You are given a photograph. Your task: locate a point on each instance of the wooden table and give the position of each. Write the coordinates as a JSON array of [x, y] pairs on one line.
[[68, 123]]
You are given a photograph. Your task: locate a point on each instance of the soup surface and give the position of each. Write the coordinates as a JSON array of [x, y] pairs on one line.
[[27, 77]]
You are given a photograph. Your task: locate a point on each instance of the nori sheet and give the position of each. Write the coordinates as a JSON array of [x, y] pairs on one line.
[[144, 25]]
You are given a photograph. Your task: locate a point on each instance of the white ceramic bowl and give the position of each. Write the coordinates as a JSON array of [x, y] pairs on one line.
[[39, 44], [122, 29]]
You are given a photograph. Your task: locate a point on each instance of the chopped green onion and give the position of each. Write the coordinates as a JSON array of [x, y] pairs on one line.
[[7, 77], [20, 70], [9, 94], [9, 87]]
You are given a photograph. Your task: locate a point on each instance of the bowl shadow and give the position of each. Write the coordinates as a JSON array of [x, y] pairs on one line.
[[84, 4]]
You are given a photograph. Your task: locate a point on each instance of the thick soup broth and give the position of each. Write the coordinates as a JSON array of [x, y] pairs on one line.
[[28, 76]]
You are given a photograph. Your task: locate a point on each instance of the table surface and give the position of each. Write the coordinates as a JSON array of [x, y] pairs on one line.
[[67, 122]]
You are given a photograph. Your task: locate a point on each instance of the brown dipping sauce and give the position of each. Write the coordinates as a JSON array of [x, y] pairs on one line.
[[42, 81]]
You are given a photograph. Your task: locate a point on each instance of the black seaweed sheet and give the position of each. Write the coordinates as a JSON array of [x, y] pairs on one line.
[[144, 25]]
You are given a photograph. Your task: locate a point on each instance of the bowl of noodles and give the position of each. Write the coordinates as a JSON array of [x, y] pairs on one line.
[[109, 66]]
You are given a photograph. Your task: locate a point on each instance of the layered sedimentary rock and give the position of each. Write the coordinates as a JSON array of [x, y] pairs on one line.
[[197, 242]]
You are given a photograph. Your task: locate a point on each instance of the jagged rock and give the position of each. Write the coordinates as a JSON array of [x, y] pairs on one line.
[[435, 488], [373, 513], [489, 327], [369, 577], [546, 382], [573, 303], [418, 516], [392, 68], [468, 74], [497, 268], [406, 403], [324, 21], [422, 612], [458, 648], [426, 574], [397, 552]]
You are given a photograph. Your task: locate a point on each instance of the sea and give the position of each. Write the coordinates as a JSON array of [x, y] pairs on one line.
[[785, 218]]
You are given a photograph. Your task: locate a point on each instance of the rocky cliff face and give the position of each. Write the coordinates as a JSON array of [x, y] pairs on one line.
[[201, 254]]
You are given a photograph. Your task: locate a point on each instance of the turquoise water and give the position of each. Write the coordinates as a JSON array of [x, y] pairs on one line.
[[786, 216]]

+ + +

Your objective: Reproduce the material exactly, from the first line to the last.

Exercise result:
You are given a photograph. Your task: locate a point on each instance of the wooden table and give the position of each. Write the coordinates as a JSON array of [x, y] pairs on one line.
[[68, 123]]
You are given a photograph. Your task: locate a point on each instance of the soup surface and give the position of each. Write the coordinates as a JSON array of [x, y] pairs on one line.
[[27, 77]]
You are given a photograph. Your task: locate a point on each instance of the nori sheet and give the position of each. Write the coordinates as a JSON array of [x, y] pairs on one line.
[[144, 25]]
You are given a photograph. Your task: locate a point on each instance of the white ceramic bowl and give the position of each. Write the coordinates as a JSON array of [x, y] pairs on one line.
[[39, 44], [122, 29]]
You are given a photograph. Your task: locate a point on each instance of the chopped green onion and give the position of each. Write the coordinates as a JSON array of [x, y] pairs on one line.
[[7, 77], [20, 70], [9, 94], [9, 87]]
You are given a photograph. Your task: locate a point on each instance of the bowl shadow and give the position of each. Write the coordinates as a JSON array of [x, y] pairs on one line.
[[84, 4]]
You are given a photograph. Your task: locate a point on each instance of the thick soup broth and give the position of each. Write the coordinates as a JSON array of [x, y] pairs on one line.
[[28, 76]]
You are given a photograph. Your task: locate a point on each instance of the table surface and give the position of each. Write the coordinates as a JSON array of [x, y] pairs on one line.
[[67, 122]]
You are given a photograph. Your task: locate a point on each instance of the brown dipping sauce and give the position of each. Write the coordinates as a JSON array of [x, y] pairs on one line.
[[42, 81]]
You are given a photograph. Your task: locate a point on each instance of the black seaweed sheet and give the position of each. Write the coordinates as a JSON array of [x, y] pairs on one line.
[[144, 25]]
You are given a photograph. Your task: locate a point on each instance of the bowl of noodles and give the position of each. Write the coordinates as a JSON array of [x, y] pairs on one line.
[[109, 66]]
You are given a photograph. Your task: locate a point on each instance of the layered sedimentary rock and give the position of each. Write the coordinates as a JSON array of [x, y] pairs on one line.
[[197, 242]]
You are given a photograph. Your task: locate a point on each instance of the jagged rock and give the position of each. Write the coordinates as a JSON array of [x, y] pairs on one line.
[[435, 488], [373, 513], [489, 327], [369, 577], [546, 382], [573, 303], [418, 516], [392, 68], [468, 74], [497, 268], [406, 403], [324, 21], [422, 612], [458, 648], [426, 574], [397, 552]]
You are given a photograph. Your task: locate a point on each instance of the sea and give the position of each. Write the coordinates as a JSON array of [x, y] pairs on one line.
[[785, 218]]
You are given a photograph. Your task: locate a point on each instance of the rocky cliff face and give the position of each. Write the coordinates as a JSON array of [x, y] pairs on one line.
[[201, 254]]
You are given a photograph. Your task: locate a point on each instance of the turquoise water and give the position of each. Write the coordinates as a JSON array of [x, y] pairs on one line.
[[786, 216]]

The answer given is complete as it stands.